* YOUR GOAL:
Set down exactly the lines that run from the line with "the light hardwood" to the end of the data, and nothing else.

Object location annotation data
>> Begin

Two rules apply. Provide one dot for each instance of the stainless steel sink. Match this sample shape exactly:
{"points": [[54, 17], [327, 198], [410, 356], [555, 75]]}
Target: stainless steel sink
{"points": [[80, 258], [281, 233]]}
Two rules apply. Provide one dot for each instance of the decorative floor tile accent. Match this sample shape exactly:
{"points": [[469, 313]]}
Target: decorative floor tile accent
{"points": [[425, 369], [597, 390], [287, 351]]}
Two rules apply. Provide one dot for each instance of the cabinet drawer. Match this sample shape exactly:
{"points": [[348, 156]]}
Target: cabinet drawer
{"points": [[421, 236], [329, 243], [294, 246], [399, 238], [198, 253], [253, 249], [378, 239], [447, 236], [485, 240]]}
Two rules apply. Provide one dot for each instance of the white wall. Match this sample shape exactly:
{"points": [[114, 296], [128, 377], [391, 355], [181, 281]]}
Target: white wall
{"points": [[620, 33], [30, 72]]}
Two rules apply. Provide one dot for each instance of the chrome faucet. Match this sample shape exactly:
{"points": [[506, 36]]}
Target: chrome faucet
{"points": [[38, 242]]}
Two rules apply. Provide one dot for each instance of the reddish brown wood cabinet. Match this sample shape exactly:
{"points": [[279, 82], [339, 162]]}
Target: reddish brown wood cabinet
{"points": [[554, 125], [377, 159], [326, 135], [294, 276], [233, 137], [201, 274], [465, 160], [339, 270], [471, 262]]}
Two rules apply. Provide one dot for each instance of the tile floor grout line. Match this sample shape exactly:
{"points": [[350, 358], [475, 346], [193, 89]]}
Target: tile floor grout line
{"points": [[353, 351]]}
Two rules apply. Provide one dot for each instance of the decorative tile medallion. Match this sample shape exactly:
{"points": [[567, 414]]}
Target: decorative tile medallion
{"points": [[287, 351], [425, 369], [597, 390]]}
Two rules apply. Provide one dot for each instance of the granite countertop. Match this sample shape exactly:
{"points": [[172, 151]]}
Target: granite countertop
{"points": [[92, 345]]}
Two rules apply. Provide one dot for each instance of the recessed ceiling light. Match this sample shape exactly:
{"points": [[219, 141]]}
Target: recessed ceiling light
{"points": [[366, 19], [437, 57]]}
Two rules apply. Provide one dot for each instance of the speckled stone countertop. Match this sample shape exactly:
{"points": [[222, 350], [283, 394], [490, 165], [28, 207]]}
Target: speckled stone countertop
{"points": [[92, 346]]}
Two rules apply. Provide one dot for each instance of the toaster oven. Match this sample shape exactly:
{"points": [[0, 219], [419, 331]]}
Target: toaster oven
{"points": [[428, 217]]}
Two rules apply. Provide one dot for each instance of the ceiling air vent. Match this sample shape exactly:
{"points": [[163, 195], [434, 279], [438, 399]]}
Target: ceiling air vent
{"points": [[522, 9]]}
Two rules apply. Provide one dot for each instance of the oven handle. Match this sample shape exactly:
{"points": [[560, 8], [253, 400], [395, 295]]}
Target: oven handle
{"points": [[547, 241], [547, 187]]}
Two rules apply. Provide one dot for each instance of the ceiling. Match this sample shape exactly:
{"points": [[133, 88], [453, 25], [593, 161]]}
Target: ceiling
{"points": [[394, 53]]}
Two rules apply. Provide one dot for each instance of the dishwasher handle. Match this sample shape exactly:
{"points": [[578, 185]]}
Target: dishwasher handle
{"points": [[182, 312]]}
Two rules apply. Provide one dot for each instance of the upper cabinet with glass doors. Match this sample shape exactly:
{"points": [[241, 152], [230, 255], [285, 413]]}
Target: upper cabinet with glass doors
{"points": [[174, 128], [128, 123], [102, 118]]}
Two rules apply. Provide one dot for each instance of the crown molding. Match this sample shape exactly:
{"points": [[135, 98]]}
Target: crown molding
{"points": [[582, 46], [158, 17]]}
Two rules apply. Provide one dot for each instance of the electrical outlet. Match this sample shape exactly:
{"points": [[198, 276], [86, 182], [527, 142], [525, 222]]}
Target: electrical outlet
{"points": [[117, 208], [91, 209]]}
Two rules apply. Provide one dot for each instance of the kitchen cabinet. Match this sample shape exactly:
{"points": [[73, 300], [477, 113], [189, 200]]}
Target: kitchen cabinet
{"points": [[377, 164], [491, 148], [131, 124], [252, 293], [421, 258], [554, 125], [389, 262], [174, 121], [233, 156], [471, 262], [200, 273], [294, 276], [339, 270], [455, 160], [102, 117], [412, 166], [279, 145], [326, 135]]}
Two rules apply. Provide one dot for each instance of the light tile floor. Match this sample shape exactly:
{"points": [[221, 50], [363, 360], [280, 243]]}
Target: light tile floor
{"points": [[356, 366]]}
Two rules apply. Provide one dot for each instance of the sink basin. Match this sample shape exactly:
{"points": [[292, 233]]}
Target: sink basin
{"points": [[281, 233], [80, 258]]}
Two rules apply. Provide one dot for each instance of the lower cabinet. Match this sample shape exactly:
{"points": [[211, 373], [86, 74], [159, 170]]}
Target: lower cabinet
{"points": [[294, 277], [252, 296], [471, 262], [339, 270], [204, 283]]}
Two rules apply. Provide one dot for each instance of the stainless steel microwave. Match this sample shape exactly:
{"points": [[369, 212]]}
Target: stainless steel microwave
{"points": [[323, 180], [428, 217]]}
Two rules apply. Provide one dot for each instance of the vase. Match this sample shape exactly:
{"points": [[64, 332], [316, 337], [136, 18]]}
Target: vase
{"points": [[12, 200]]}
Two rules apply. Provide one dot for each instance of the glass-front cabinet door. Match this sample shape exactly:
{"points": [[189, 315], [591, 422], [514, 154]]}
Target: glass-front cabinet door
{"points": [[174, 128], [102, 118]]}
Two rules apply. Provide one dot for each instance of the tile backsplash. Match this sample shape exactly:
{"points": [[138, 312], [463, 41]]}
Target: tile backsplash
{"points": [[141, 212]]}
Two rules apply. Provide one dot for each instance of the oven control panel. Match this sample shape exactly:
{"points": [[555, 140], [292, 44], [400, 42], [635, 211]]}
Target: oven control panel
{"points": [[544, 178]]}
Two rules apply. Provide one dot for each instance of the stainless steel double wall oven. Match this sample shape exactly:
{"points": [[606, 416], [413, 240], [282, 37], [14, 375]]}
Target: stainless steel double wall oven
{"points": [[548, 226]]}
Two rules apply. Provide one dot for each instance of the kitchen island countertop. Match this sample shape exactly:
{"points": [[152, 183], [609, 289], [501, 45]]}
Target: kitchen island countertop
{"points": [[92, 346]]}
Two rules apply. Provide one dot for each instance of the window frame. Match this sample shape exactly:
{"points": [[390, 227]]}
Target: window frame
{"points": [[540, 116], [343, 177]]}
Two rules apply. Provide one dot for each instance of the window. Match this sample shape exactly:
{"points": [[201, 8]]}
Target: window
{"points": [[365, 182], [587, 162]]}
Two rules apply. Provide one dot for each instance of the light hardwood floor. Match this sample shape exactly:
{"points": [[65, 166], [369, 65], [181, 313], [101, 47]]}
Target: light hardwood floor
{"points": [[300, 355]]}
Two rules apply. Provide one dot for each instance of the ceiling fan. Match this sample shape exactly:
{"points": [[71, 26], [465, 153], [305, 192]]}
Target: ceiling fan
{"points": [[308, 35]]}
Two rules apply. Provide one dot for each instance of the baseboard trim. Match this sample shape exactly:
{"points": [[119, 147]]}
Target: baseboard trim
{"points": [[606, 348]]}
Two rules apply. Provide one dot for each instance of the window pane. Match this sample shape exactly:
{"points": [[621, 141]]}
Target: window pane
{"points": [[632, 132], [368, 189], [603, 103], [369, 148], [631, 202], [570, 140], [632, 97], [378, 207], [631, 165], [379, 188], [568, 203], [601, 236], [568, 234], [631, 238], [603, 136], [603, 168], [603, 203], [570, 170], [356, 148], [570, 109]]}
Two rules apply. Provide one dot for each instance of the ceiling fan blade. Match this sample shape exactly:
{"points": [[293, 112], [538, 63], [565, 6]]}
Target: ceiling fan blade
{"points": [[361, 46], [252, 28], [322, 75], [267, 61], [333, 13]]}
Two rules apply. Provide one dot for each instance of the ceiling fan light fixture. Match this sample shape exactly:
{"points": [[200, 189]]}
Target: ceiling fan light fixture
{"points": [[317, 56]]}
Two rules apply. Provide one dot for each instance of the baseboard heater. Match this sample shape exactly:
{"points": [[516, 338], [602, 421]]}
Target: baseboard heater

>> End

* WORKED SOLUTION:
Two rules apply. Provide one dot for each instance of the light hardwood floor. Match this sample shape exactly:
{"points": [[65, 166], [369, 65], [181, 313], [101, 47]]}
Target: light hardwood floor
{"points": [[300, 355]]}
Two rules apply. Provide one dot for each instance of the ceiling fan. Match this sample shape exactly:
{"points": [[71, 26], [465, 153], [305, 192]]}
Target: ceiling fan
{"points": [[308, 35]]}
Two rules apply. Provide one dot for each instance of the baseboard trim. Match this sample shape exactly:
{"points": [[119, 147]]}
Target: baseboard trim
{"points": [[606, 348]]}
Two rules apply. Provide one dot for each instance of the window pane. Match this sample shape exactly:
{"points": [[621, 141]]}
Target: window pane
{"points": [[632, 132], [368, 189], [603, 103], [369, 148], [631, 202], [570, 140], [632, 97], [378, 207], [631, 165], [379, 188], [568, 203], [601, 236], [568, 234], [631, 238], [603, 136], [603, 168], [603, 203], [570, 170], [356, 148], [570, 109]]}
Two rules apply. Provide one dot for each instance of the ceiling fan blade. Match this sample shape exactly:
{"points": [[293, 112], [538, 63], [565, 6]]}
Target: ceiling fan blade
{"points": [[361, 46], [252, 28], [322, 75], [267, 61], [333, 13]]}
Two rules apply. Provide one dot for each instance of the ceiling fan light fixture. Match this sample shape exactly:
{"points": [[200, 189]]}
Target: ceiling fan light fixture
{"points": [[317, 56]]}
Two rules apply. Provide one dot for each instance of the baseboard heater. Match this sample shape exactly:
{"points": [[516, 338], [602, 421]]}
Target: baseboard heater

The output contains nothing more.